(Document passage)
▼
I remember watching my then 4-year-old play soccer. Well, he wasn’t really playing soccer. He was chasing his shadow along the sideline while the rest of the kids weren’t playing soccer either. Aside from the two goalies — which means you get to do pretty much nuthin’ but throw dirt clods and lie down under the net when dad ain’t lookin’ — this spectacle was a roughly circular cloud of dust and children kicking frantically at the poor soccer ball mysteriously trapped inside the pre-K melee.

It was obvious that the only thing they knew about soccer was to kick the ball. Or at the general direction of the ball. Or at the thought of just knowing there is a ball in there, somewhere. And they were all honestly trying their 4-year-old best. Frantically. Simultaneously, but without a strategy, teamwork, or any social awareness. Just a bunch of little kids in a frenzied circle kicking at a ball. Like a slow-moving bubble graphic on a screensaver, this gaggle of kicking children would gradually drift around the soccer field. It’s actually a rather strange ritual to the unattached social observer.

Once in a while, some kid in the center of the chaotic horde would connect at just the right angle and the ball would become dislodged and shoot out from the group. Not accustomed to seeing the soccer ball much, this was a cue for parents to escalate their occasional hollers of support, to all-out screaming for their child to beat the other kids to the emancipated ball and instantly become David Beckham, all the way to the goal. If the kid managed to make it, the law of averages dictates that it was the right goal about half the time. That’s if little Beckham didn’t trip over the goalie occupied with lying down and playing with sticks.

For some reason, that imagery has stuck in my head for years. Of course, it’s hilariously endearing when little tykes, not that far removed from potty training, morph into a kicking herd of dust for an hour after a car ride when dad says words like “passing”, “patience”, “team”, “goal”, and “strategy.” It’s confusing because none of those big words have anything to do with what color of Capri-Sun drink and granola bar they get afterward when the grown-ups blow a whistle and tell them they did fantastic. Endearing indeed.
▲
(Listing)
▼
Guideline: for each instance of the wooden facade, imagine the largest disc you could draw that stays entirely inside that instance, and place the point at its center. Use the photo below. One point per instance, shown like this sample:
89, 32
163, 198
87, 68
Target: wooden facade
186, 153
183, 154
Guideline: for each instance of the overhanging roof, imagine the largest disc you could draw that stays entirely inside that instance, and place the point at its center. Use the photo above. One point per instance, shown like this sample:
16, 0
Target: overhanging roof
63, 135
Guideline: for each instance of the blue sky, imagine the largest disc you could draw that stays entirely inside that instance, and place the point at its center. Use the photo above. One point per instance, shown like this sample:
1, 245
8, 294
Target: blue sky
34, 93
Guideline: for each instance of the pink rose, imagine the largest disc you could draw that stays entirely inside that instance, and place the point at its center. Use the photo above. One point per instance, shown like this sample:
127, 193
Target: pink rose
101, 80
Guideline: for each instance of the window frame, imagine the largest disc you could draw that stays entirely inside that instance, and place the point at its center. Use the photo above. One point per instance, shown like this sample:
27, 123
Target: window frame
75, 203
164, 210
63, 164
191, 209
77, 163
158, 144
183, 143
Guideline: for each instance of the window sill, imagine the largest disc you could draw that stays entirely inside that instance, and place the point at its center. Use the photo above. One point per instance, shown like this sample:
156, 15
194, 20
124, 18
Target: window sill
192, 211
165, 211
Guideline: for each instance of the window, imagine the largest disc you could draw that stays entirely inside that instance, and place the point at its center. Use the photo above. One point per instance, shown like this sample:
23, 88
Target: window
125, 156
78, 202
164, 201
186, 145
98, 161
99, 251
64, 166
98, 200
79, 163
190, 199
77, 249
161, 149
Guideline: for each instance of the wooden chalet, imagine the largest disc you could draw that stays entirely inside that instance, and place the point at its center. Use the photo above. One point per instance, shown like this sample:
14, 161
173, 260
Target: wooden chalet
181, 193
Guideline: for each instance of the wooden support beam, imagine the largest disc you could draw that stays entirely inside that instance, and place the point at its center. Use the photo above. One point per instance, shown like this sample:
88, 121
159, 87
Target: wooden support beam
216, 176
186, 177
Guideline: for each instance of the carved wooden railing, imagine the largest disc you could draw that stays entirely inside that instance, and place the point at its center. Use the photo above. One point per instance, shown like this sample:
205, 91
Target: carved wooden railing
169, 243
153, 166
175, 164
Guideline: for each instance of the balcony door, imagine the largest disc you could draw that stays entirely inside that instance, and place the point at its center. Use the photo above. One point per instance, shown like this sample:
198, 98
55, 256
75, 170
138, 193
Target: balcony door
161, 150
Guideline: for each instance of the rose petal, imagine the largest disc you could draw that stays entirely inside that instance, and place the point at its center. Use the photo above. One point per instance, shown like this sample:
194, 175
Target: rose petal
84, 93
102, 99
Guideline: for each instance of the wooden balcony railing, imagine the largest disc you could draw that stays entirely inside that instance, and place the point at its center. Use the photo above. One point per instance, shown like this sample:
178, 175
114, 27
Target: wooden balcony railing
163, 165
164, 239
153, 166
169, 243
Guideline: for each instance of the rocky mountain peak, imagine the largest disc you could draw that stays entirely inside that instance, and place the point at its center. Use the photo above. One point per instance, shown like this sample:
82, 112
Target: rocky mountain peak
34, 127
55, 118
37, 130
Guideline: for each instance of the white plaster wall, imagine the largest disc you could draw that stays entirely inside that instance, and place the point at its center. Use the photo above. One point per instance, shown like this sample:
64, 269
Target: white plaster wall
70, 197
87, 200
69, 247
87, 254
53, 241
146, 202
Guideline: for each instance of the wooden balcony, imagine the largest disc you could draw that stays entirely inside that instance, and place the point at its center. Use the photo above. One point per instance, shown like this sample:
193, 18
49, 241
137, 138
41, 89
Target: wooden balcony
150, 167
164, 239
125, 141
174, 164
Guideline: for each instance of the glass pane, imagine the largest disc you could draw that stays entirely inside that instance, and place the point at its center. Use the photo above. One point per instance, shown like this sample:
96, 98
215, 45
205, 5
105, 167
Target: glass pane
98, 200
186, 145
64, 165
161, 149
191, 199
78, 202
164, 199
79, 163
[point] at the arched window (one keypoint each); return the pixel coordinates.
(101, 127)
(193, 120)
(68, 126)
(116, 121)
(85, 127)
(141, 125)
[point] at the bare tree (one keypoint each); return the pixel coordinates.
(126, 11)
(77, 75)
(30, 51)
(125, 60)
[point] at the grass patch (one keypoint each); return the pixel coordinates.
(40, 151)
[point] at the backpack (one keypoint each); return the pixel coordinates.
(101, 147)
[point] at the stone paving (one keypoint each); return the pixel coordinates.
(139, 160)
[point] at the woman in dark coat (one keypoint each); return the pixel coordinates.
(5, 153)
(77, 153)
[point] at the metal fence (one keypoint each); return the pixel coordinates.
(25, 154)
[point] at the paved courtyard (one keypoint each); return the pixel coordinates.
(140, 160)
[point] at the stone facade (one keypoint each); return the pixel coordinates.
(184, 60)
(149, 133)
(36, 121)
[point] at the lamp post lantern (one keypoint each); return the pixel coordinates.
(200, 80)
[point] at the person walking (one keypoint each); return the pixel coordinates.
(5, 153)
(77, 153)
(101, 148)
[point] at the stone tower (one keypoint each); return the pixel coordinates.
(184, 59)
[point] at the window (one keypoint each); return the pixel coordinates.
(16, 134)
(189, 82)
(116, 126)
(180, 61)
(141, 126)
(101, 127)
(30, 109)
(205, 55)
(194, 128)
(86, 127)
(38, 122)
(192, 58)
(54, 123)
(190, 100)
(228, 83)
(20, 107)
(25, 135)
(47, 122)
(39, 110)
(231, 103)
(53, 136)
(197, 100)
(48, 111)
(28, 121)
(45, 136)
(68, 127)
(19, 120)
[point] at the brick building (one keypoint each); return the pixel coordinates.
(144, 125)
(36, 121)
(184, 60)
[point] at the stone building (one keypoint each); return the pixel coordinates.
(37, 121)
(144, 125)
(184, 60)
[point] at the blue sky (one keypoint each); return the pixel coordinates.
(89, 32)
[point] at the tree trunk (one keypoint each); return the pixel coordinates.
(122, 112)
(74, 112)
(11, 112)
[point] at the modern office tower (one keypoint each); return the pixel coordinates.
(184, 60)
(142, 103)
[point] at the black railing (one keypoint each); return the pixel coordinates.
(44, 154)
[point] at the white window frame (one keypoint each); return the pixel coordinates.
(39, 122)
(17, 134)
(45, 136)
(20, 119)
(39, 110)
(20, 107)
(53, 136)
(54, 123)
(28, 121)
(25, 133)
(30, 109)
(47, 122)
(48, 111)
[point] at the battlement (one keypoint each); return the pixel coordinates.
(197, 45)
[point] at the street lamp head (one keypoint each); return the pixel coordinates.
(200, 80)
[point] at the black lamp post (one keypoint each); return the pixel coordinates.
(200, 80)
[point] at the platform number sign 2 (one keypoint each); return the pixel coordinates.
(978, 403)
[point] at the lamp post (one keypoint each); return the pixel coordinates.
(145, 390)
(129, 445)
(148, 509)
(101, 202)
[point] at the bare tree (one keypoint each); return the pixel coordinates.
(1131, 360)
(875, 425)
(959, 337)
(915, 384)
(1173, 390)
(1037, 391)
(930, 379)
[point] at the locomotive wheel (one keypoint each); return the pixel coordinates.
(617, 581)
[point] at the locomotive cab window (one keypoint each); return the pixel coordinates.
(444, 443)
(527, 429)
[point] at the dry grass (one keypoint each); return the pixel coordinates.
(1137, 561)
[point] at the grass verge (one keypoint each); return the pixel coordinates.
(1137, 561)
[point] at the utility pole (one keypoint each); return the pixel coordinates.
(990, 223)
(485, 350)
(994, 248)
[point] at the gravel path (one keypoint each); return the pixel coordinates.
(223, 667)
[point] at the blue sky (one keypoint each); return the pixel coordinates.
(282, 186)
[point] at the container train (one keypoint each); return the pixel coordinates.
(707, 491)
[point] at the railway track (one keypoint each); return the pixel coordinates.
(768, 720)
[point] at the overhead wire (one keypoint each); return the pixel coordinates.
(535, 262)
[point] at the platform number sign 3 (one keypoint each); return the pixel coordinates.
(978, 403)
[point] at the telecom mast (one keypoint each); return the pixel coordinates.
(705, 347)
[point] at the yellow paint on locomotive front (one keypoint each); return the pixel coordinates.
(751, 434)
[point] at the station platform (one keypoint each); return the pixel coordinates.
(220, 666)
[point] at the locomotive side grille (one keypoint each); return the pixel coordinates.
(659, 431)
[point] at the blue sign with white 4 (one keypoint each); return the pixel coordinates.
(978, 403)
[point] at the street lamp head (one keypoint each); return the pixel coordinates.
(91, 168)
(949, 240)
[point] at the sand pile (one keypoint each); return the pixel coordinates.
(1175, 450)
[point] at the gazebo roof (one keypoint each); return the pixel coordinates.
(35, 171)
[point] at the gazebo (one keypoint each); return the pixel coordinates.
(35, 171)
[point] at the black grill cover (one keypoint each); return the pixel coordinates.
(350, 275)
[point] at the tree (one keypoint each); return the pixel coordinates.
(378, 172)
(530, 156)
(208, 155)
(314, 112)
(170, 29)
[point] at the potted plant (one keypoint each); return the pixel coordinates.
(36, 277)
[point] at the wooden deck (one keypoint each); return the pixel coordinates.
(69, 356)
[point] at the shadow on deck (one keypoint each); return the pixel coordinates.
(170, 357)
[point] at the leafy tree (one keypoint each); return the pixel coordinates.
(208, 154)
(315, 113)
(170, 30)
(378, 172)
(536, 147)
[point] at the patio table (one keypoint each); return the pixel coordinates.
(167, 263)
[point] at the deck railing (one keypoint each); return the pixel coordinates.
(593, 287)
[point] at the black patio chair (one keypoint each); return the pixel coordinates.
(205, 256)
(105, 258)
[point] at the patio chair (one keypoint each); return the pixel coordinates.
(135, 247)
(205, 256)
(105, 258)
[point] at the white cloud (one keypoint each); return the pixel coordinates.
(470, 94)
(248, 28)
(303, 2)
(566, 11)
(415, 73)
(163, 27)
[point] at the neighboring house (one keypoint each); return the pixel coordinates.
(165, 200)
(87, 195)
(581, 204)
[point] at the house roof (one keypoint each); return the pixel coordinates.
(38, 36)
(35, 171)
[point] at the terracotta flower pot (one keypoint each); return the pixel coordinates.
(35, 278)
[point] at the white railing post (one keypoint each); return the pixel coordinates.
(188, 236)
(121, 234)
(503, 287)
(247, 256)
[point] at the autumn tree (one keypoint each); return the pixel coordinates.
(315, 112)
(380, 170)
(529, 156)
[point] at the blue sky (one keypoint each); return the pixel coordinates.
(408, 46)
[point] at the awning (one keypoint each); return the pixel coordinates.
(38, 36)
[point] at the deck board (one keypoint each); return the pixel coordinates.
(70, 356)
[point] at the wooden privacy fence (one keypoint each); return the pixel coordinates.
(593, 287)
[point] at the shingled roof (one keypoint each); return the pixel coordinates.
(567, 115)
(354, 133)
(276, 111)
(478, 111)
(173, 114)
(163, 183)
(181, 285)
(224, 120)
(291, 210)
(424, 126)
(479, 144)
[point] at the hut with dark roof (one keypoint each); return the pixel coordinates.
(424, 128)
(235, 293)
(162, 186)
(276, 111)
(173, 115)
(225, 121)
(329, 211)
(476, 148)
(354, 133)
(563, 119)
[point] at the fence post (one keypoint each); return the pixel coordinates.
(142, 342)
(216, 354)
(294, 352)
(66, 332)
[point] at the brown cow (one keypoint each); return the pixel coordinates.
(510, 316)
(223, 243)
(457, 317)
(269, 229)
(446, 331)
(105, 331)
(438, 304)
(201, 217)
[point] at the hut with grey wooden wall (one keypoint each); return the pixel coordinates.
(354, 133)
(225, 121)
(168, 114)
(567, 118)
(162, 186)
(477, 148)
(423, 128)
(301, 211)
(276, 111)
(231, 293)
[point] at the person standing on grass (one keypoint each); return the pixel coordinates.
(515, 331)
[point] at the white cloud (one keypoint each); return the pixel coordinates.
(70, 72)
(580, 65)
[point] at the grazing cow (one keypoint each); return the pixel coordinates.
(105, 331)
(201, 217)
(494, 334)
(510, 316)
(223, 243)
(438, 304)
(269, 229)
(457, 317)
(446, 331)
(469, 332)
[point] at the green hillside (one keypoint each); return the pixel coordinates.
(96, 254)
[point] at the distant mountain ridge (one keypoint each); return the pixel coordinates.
▲
(Request)
Please list every word that the youth soccer essay quotes the dad as saying during the car ride.

(Response)
passing, patience, team, goal, strategy